→ **What the exercise asks**: Reproduce every line of the items below, requests included, multiplying each number in the answers (the viewBox dimensions and the path coordinates) by 0.9 and rounding to whole numbers, with halves rounded up. Keep the numbers in the requests and their sample outputs as they are, and leave the pictures out of your answer.

→ **Shape outline items**:
= = =
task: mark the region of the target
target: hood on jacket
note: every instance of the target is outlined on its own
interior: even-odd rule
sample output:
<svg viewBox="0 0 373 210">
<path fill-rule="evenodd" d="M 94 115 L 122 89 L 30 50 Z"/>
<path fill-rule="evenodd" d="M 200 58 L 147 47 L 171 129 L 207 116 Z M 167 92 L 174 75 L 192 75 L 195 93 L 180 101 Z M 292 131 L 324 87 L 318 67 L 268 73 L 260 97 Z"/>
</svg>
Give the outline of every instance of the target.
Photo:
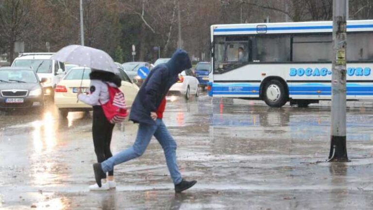
<svg viewBox="0 0 373 210">
<path fill-rule="evenodd" d="M 174 75 L 177 75 L 183 70 L 192 68 L 188 53 L 181 49 L 177 50 L 173 53 L 171 60 L 166 65 L 169 67 L 170 72 Z"/>
<path fill-rule="evenodd" d="M 111 83 L 119 88 L 121 85 L 122 80 L 119 76 L 114 73 L 100 70 L 93 70 L 89 74 L 89 79 L 101 80 L 104 82 Z"/>
</svg>

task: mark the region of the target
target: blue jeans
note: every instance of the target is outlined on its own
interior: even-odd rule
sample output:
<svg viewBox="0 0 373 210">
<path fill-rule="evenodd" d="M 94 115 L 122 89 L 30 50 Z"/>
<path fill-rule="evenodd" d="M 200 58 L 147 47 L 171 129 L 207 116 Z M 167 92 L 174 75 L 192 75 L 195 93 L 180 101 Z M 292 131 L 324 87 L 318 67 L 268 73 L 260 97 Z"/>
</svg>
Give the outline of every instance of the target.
= = =
→ **Response for this exercise**:
task: mark the region of the target
target: hood on jacket
note: every instance of the target is outlined on its own
interior: even-odd rule
sample output:
<svg viewBox="0 0 373 210">
<path fill-rule="evenodd" d="M 94 115 L 122 89 L 30 50 Z"/>
<path fill-rule="evenodd" d="M 200 58 L 147 47 L 171 129 L 207 116 Z M 167 92 L 174 75 L 192 75 L 195 93 L 180 101 Z M 292 131 L 324 87 L 318 67 L 268 73 L 260 97 Z"/>
</svg>
Give the outline of every instance of the target.
Photo:
<svg viewBox="0 0 336 189">
<path fill-rule="evenodd" d="M 157 68 L 159 68 L 165 63 L 173 61 L 169 48 L 163 44 L 159 45 L 156 48 L 154 54 L 149 59 L 152 60 L 153 65 Z"/>
<path fill-rule="evenodd" d="M 100 75 L 107 79 L 109 77 L 110 72 L 107 68 L 103 66 L 90 63 L 84 63 L 80 67 L 80 71 L 91 72 L 94 74 Z"/>
</svg>

task: mark the region of the target
target: blue jeans
note: every instance of the target is outlined on its own
interior: even-odd rule
sample output:
<svg viewBox="0 0 373 210">
<path fill-rule="evenodd" d="M 94 115 L 122 89 L 30 50 Z"/>
<path fill-rule="evenodd" d="M 200 58 L 147 47 L 171 129 L 207 116 Z M 167 92 L 174 75 L 192 75 L 195 93 L 180 101 Z M 292 131 L 324 87 L 318 67 L 268 73 L 260 97 Z"/>
</svg>
Give the outline of every instance of the target.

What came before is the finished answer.